Winning the Battle of the Vegetables
If your kid is like most children over the age of two, getting them to eat vegetables is almost impossible. No matter how much you beg and plead, two peas can take hours of pouting at the table before it goes down their throats.
No one wants to have to battle their children this way, but choosing between their emotional health and their physical wellbeing is something parents have to face every day. It's no wonder that scientists have been working hard to figure out why children hate vegetables so much, and what can be done to get them to eat more of the good stuff while their brains are still developing. Here are their top 3 tips, backed by science:
Not exactly the advice you want to hear, but “feed often and early” is the recommendation from a 2014 study conducted by the University of Leeds. Before the age of two, children are much more open to trying new foods. Exposing them to new foods at this age makes them more likely to try more and different vegetables as adults, as well as to eat more as they grow older.
Children may need to be exposed to a vegetable 10 or more times before they'll try it, and they'll need to continue being exposed to it in order to eat more of it. While your daughter might snub two peas today, eventually she may eat 5 or 6, and that number will grow with time.
Five or six peas is not a serving, but it is helping them to develop their taste buds, which will benefit them later in life.
Kids that are taught about the food pyramid, and who looked at and understood what healthy eating was, ate slightly more vegetables than those who didn't. While the difference between an educated kid and a non-educated kid is about a singular baby carrot, it's one more baby carrot than was there before.
Change the names
One study looking at college students found that changing the name of a vegetable dish greatly increased how many students chose to eat them. Dressing up the name for your kids works just as well. It's not just carrots, it's X-ray Vision Carrots. It's not just peas. It's Princess Peas.
The food industry uses crazy names to catch the attention of children all the time. It's high time we chose to use the same tricks to get them back. Similar research has also found that vegetables presented alongside cartoon characters were more popular than granola bars—as long as they had to wait 5 minutes if they really wanted it.
As shocking as it may seem, avoiding vegetables is normal in children. Be patient, and your kids will eventually come around to eating them—with a little help that is. There's still no magic pill for getting kids to eat their leafy greens, or even a carrot or two, but these three tips will help.

DATA LISTING:
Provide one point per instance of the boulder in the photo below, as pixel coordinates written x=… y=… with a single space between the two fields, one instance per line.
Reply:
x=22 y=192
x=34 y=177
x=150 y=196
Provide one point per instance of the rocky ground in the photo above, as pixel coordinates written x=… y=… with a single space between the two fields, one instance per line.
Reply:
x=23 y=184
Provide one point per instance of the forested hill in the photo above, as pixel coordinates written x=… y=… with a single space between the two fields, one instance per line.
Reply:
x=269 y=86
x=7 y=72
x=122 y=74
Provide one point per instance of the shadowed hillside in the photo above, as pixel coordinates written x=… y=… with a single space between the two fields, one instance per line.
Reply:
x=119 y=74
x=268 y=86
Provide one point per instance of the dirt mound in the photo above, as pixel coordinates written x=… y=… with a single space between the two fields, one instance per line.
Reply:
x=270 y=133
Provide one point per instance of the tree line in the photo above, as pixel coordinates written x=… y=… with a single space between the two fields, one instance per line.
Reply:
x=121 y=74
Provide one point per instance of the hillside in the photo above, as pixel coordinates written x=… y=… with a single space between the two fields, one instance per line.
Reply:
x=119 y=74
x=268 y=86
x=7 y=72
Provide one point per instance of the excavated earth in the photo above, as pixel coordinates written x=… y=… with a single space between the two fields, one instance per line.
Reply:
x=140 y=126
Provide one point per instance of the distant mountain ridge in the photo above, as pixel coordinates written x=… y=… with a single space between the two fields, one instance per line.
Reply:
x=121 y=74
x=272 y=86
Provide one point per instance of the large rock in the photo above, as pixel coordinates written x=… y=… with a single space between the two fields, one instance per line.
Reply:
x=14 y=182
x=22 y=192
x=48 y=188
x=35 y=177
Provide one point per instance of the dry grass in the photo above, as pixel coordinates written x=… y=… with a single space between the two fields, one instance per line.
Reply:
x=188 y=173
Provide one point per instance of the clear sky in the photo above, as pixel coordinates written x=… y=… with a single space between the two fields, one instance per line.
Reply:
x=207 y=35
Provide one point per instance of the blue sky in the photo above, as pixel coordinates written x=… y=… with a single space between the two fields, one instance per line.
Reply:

EXERCISE OBJECTIVE: In the article about getting children to eat vegetables, which university conducted the 2014 study that recommends "feed often and early"?

RESULT FOR THIS TASK: The University of Leeds